[WHAT TO DO]: The expected response consists solely of the lines from the line with "Target: dirt patch" through the last line of the material below, copied exactly.
**** DATA EXTRACTS ****
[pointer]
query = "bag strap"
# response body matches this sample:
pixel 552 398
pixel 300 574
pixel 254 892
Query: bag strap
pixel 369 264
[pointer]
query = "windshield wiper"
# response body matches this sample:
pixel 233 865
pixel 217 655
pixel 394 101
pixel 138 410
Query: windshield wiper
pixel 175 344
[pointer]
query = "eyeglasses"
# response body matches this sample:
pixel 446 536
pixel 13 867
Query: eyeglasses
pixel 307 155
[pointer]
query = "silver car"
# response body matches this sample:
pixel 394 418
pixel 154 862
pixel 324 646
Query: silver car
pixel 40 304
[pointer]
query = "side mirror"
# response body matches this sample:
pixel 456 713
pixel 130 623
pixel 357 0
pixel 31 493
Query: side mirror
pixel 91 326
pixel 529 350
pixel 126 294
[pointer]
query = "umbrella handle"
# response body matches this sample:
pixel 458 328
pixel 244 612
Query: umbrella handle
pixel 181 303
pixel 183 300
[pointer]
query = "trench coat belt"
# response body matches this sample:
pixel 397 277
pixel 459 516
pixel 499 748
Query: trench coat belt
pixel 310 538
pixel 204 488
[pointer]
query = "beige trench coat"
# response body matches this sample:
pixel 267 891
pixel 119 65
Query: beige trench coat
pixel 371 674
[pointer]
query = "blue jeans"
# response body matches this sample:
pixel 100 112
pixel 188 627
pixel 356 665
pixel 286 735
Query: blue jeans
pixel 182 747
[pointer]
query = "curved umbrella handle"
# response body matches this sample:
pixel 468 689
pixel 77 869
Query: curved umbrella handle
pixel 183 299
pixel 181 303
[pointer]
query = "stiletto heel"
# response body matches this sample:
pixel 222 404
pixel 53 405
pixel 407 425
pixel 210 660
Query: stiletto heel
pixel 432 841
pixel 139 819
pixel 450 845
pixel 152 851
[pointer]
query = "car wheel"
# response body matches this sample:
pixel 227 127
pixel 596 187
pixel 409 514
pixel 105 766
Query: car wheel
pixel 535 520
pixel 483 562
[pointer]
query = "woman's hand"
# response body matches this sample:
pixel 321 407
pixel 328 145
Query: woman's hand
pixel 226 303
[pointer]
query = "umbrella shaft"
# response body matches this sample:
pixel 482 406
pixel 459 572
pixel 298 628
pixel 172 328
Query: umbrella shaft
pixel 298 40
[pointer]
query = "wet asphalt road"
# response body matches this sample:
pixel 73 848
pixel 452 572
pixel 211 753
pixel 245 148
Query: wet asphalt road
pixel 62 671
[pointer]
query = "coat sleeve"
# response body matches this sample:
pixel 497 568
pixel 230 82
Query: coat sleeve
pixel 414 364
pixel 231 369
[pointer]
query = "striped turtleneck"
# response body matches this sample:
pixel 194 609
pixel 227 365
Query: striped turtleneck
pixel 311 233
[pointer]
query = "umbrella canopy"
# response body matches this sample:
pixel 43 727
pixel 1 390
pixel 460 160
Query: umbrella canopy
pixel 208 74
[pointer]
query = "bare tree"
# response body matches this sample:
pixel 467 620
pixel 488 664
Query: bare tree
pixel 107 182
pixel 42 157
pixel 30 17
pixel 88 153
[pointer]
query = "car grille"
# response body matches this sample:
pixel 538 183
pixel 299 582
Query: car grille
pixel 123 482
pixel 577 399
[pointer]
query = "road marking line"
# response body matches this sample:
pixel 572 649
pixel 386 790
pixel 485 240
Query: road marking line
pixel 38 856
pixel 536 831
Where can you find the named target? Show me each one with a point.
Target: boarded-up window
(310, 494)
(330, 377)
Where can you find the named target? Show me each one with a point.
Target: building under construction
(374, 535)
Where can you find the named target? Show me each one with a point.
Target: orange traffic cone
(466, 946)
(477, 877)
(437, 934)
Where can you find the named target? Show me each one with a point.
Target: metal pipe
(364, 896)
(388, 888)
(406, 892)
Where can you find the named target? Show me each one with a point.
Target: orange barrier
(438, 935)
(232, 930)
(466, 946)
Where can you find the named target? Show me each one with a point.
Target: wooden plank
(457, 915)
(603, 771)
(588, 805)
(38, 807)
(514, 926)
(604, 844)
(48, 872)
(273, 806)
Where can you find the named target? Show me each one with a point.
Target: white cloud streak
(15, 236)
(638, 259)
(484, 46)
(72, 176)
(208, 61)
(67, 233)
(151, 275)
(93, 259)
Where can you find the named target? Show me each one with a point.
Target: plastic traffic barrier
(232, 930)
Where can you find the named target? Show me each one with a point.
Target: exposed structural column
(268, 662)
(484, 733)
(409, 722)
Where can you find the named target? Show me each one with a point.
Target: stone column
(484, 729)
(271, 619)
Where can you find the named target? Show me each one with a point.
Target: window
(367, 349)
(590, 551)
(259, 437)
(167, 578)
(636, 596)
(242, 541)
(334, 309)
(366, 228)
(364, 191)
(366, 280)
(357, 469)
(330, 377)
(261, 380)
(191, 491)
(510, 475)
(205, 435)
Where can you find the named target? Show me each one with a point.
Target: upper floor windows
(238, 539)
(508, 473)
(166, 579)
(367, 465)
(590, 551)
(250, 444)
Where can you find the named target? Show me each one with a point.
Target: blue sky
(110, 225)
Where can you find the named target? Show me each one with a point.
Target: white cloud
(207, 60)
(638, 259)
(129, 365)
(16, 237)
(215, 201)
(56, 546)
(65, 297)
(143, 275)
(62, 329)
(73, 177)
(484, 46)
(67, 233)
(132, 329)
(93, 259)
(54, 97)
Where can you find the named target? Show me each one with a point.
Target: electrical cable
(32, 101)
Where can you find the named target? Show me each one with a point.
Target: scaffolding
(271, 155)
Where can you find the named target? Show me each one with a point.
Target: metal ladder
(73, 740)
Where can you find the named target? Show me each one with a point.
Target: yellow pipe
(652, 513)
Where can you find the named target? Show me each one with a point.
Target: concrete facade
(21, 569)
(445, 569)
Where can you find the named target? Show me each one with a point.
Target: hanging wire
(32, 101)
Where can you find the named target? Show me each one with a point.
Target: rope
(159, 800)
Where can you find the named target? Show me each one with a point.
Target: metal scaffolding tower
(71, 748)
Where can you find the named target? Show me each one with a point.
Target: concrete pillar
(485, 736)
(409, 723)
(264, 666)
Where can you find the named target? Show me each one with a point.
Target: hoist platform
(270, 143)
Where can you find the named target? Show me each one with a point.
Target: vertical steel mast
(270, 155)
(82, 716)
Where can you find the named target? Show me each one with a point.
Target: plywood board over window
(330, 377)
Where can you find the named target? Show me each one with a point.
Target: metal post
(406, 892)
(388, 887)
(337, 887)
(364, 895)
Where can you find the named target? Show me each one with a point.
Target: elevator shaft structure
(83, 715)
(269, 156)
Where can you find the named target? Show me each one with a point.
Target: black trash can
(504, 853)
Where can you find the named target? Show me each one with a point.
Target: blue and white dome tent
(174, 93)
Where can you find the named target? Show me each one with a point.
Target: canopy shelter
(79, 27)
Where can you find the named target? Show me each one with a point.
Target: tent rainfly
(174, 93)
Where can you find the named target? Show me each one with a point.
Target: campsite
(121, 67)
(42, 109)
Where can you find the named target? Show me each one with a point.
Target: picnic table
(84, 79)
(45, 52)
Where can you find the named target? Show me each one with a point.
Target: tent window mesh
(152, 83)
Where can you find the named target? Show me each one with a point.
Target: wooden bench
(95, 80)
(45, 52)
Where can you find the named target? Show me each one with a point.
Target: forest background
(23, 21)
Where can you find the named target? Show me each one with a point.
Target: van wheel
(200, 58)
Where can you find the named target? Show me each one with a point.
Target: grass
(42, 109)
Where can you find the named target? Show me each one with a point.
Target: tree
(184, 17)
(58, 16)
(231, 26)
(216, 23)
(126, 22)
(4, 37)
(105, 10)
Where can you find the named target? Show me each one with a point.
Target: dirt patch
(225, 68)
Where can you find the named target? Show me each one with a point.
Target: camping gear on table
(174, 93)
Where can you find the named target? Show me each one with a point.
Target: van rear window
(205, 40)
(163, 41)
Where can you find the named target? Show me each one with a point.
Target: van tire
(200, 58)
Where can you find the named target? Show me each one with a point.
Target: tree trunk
****
[PROBLEM SOLUTION]:
Target: dirt patch
(225, 68)
Where can you find the named target? Show me each one with a point.
Target: camping gear on table
(174, 93)
Where can you find the named target? Show me each one with a point.
Target: van rear window
(205, 40)
(163, 41)
Where can you find the named target? Show me each one with a point.
Target: van tire
(200, 58)
Where can you find the named target? Show me each one with a point.
Target: tree trunk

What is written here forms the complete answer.